_YOUR GOAL_: State how many lines in the records contain the string "beak", treating uppercase and lowercase as different. Give only the number.

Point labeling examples
══════════
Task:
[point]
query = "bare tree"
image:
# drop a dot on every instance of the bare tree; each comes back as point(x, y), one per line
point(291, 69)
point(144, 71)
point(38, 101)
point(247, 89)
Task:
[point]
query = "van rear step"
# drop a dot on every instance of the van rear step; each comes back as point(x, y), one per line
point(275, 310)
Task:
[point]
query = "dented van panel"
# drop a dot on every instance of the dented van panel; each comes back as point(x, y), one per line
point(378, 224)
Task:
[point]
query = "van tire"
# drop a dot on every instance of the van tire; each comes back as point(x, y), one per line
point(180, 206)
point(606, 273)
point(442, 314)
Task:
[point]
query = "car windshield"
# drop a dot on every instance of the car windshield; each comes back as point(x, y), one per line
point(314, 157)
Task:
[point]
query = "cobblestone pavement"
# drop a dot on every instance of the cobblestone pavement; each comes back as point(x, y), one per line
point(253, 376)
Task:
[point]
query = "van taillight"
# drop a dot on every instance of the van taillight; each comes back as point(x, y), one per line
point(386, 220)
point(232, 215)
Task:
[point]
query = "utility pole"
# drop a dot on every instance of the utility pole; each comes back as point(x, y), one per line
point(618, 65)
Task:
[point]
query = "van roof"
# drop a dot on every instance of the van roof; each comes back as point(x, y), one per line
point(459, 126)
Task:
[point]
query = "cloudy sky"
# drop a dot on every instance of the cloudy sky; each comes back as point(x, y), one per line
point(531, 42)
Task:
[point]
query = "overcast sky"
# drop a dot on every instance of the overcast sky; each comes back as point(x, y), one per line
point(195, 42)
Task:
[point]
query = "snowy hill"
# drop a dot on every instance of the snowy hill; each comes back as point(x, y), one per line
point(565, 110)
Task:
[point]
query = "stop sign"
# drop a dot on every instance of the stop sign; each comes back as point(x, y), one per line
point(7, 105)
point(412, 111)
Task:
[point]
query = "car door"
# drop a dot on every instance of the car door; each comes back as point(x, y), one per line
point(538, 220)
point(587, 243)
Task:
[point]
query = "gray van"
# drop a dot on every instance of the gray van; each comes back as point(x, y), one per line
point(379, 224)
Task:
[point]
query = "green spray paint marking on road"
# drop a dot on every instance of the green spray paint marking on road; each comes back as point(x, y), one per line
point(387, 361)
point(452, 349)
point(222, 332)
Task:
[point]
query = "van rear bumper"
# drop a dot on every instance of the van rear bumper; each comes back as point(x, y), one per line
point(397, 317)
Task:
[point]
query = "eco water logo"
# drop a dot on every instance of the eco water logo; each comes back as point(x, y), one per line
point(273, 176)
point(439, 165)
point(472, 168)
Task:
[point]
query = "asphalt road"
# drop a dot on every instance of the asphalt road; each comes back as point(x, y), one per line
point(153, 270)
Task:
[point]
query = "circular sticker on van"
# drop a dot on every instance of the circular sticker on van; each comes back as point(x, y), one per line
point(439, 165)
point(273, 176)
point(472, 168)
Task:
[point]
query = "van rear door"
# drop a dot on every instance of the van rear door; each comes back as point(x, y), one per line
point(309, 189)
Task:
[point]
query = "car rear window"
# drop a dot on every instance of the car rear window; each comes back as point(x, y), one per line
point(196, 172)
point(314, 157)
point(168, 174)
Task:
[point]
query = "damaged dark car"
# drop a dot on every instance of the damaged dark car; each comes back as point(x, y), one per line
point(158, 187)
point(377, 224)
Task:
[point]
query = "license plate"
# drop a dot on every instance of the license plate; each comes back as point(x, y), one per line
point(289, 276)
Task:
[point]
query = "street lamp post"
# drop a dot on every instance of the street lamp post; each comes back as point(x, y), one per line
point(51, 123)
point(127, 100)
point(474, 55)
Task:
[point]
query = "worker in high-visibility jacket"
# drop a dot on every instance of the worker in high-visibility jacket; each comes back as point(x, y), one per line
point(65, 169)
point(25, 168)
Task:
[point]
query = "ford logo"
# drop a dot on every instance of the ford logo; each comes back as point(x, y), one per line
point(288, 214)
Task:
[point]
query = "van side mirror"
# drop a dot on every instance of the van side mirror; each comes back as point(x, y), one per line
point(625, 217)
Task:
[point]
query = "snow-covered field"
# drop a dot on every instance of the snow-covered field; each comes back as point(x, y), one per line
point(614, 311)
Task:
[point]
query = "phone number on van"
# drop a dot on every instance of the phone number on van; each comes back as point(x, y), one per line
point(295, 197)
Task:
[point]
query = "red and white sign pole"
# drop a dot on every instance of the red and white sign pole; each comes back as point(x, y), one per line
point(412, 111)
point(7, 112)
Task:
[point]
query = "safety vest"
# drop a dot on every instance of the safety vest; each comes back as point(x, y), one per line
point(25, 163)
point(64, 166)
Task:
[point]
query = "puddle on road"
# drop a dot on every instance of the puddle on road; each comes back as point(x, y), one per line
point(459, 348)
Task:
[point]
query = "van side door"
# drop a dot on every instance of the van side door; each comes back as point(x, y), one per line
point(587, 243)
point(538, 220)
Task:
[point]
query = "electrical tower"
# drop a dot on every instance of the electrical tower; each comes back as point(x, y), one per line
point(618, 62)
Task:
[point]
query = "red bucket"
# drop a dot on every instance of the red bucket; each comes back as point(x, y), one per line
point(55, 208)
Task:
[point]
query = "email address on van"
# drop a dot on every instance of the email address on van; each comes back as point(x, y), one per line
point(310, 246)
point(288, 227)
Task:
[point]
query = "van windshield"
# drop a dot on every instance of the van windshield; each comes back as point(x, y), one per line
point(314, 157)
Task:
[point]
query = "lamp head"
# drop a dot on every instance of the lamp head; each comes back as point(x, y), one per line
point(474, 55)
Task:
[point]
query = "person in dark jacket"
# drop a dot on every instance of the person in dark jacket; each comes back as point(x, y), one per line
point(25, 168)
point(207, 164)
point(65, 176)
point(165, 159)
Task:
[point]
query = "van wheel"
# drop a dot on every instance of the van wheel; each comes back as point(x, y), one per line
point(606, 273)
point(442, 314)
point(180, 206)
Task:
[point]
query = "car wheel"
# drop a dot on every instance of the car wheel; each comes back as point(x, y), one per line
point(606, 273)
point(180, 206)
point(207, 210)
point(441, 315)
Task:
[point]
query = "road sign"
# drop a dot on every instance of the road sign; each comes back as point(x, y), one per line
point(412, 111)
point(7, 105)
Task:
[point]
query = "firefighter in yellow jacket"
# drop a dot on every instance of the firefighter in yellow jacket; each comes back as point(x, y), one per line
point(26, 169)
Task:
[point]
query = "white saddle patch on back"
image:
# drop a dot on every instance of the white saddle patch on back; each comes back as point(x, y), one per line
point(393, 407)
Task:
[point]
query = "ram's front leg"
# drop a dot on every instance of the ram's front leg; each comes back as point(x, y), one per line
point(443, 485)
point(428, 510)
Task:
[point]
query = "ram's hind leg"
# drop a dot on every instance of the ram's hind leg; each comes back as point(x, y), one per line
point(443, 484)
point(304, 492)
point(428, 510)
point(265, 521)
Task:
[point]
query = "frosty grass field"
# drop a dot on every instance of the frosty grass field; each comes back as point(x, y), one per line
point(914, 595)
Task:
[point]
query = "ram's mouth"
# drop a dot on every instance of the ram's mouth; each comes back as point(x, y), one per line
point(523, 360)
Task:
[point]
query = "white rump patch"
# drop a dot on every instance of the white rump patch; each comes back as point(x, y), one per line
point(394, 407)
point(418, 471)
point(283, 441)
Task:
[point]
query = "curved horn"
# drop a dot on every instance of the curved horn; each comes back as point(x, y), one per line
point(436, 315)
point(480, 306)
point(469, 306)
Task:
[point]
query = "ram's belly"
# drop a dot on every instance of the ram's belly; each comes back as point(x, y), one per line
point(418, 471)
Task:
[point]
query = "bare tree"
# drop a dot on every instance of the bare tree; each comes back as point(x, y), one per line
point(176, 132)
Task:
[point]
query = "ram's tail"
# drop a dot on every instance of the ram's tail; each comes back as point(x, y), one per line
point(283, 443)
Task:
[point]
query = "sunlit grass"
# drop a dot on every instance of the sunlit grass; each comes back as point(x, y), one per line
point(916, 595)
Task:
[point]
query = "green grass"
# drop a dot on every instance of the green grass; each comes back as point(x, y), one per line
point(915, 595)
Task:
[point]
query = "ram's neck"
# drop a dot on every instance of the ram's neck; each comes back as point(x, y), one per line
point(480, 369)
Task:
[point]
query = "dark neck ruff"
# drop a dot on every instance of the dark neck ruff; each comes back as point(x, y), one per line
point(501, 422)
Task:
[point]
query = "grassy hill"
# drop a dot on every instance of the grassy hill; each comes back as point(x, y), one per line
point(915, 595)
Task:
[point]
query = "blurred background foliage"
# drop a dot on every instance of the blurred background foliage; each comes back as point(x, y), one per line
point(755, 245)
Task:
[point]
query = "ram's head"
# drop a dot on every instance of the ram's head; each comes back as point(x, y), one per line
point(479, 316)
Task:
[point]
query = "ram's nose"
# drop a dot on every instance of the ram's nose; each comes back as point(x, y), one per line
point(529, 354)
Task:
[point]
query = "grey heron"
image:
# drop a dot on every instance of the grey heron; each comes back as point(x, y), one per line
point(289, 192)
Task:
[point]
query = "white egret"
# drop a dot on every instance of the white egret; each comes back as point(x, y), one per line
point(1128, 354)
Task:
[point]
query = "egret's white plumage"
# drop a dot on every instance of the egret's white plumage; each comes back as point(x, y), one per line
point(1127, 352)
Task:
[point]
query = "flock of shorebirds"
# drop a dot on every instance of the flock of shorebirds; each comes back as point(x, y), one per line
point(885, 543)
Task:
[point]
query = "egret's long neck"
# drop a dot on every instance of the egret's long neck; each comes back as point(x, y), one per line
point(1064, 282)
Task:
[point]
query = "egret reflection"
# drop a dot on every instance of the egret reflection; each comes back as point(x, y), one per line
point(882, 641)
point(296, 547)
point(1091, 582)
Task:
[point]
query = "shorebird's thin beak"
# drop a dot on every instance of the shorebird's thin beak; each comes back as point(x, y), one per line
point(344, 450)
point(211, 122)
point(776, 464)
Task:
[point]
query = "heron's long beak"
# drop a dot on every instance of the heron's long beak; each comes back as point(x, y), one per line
══════════
_RESPONSE_: 4